> _Task input_:
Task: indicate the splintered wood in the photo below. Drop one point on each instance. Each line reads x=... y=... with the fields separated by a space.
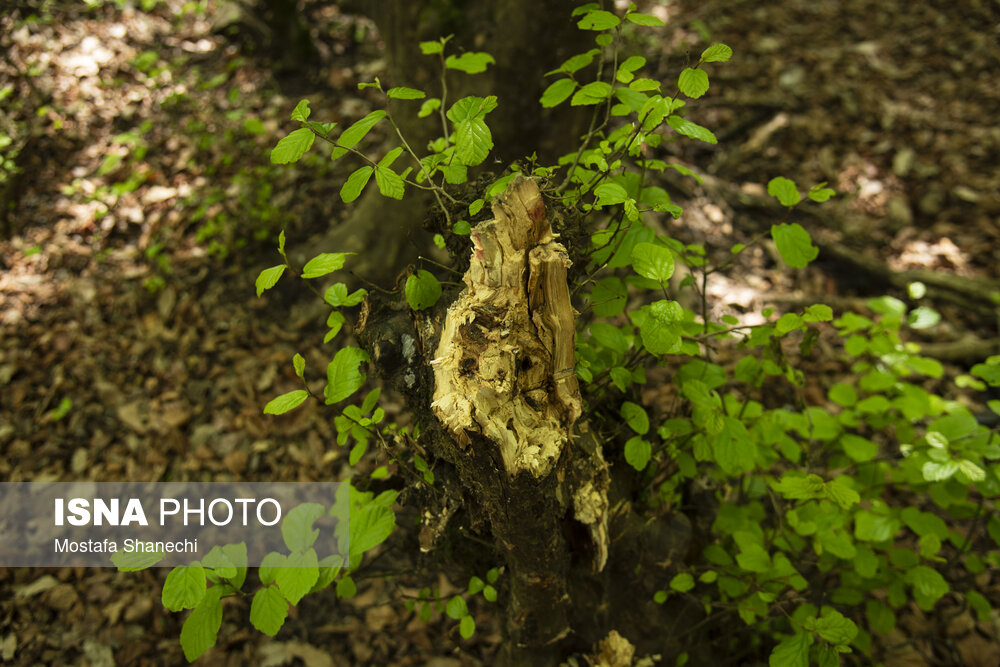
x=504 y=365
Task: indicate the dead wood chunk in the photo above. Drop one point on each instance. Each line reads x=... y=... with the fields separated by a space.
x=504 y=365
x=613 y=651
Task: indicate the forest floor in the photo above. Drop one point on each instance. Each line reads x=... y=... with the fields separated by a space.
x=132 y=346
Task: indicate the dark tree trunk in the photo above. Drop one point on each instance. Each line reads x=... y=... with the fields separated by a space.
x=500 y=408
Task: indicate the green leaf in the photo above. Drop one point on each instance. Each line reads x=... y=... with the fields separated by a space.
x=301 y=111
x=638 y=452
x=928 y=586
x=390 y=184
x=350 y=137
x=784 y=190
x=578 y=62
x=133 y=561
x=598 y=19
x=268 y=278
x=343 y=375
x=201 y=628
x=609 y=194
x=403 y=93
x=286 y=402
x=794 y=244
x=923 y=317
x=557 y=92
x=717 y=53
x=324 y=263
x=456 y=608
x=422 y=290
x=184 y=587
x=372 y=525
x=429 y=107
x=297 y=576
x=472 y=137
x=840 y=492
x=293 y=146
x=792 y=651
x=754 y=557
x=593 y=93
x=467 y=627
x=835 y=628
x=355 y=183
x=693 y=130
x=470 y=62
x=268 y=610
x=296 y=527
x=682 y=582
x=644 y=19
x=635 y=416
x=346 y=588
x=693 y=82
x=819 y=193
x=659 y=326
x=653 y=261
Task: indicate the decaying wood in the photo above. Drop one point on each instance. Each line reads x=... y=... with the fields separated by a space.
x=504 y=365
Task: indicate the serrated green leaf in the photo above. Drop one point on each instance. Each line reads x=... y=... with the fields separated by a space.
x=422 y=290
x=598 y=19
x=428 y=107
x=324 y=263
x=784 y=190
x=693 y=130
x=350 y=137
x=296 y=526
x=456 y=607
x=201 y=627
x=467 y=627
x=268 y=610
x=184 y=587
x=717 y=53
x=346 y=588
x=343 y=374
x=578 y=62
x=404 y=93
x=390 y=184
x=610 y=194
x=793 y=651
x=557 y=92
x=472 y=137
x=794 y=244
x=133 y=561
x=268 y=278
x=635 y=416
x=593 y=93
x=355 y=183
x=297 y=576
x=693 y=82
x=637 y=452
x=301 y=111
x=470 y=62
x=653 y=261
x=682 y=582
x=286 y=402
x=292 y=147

* * *

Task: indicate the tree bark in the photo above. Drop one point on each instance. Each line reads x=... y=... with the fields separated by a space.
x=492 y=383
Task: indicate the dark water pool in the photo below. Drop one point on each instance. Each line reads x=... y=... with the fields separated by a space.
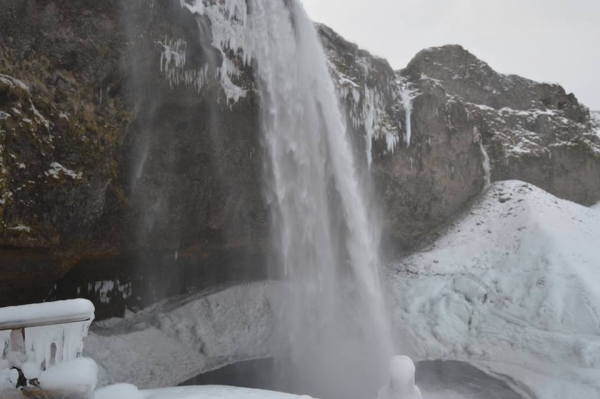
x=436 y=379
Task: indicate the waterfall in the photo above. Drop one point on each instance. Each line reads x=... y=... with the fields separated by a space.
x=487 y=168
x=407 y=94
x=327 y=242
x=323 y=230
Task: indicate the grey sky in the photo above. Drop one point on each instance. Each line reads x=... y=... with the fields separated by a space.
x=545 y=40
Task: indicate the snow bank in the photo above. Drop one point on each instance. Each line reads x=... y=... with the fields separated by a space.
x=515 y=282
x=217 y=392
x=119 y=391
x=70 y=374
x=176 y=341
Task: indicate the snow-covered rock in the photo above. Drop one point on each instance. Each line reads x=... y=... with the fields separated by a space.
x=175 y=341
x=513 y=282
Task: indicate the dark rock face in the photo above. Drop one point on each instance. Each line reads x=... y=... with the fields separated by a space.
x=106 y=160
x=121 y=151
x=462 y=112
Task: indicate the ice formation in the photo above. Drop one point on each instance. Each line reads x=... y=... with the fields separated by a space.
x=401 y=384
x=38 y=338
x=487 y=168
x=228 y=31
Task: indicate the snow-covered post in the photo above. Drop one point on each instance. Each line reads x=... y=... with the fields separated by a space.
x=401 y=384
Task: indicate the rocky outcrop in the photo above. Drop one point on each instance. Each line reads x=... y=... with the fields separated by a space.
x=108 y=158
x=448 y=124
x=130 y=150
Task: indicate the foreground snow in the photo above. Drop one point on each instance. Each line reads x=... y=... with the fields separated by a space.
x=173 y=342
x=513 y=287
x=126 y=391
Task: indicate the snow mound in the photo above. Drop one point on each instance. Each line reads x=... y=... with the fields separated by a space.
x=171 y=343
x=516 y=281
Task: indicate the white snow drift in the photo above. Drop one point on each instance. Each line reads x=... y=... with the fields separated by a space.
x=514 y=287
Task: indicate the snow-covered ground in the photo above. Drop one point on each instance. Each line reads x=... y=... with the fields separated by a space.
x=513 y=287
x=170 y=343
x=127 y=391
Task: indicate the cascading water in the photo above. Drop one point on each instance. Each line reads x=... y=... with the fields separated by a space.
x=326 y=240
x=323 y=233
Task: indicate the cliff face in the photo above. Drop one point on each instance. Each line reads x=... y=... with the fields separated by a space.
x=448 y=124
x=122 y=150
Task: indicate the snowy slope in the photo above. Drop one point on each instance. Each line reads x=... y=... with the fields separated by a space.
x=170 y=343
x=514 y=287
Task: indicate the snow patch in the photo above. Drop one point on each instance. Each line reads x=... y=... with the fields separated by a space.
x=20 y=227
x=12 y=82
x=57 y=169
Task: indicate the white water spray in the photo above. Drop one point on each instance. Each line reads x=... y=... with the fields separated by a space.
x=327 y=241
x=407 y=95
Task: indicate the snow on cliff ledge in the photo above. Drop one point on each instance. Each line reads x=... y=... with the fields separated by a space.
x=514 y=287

> _Written problem_: Reproduce the material verbatim, from the line with "Task: indicate the splintered" to the line with "x=292 y=147", both lines included. Leave the pictures out of your answer.

> _Final result_:
Task: indicate the splintered wood in the photo below. Drop one point on each instance. Each line reads x=... y=... with the fields separated by a space.
x=504 y=365
Task: indicate the dead wood chunk in the photo above. Drop one point on each instance. Each line reads x=... y=... with the fields separated by a space.
x=504 y=365
x=613 y=651
Task: indicate the forest floor in the photo above. Drop one point on each instance. Each line reads x=... y=... with the fields separated by a space.
x=132 y=346
Task: indicate the dark tree trunk in the photo above. Drop one point on each instance. Each line reads x=... y=... with the fields separated by a space.
x=500 y=408
Task: indicate the green leaf in the photo above. Drop one point on each instance. Each line reads x=... y=... with the fields separated by a space.
x=301 y=111
x=638 y=452
x=928 y=586
x=390 y=184
x=350 y=137
x=784 y=190
x=578 y=62
x=133 y=561
x=598 y=19
x=268 y=278
x=343 y=375
x=201 y=628
x=609 y=194
x=403 y=93
x=286 y=402
x=794 y=244
x=923 y=317
x=557 y=92
x=717 y=53
x=324 y=263
x=456 y=608
x=422 y=290
x=184 y=587
x=372 y=525
x=429 y=107
x=297 y=576
x=472 y=137
x=840 y=492
x=293 y=146
x=792 y=651
x=754 y=557
x=593 y=93
x=467 y=627
x=835 y=628
x=355 y=183
x=693 y=130
x=470 y=62
x=268 y=610
x=296 y=527
x=682 y=582
x=644 y=19
x=635 y=416
x=346 y=588
x=693 y=82
x=819 y=193
x=659 y=326
x=653 y=261
Task: indicate the decaying wood in the photo above. Drop one point on each instance. Each line reads x=... y=... with the fields separated by a space.
x=504 y=365
Task: indicate the serrated green leaf in the photo above. Drop one point on each instance. Each line reads x=... y=... with the fields separated by a space.
x=422 y=290
x=598 y=19
x=428 y=107
x=324 y=263
x=784 y=190
x=693 y=130
x=350 y=137
x=296 y=526
x=456 y=607
x=201 y=627
x=467 y=627
x=268 y=610
x=184 y=587
x=717 y=53
x=346 y=588
x=343 y=374
x=578 y=62
x=404 y=93
x=390 y=184
x=610 y=194
x=793 y=651
x=557 y=92
x=472 y=137
x=794 y=244
x=133 y=561
x=268 y=278
x=635 y=416
x=593 y=93
x=355 y=183
x=297 y=576
x=693 y=82
x=637 y=452
x=301 y=111
x=470 y=62
x=653 y=261
x=682 y=582
x=286 y=402
x=292 y=147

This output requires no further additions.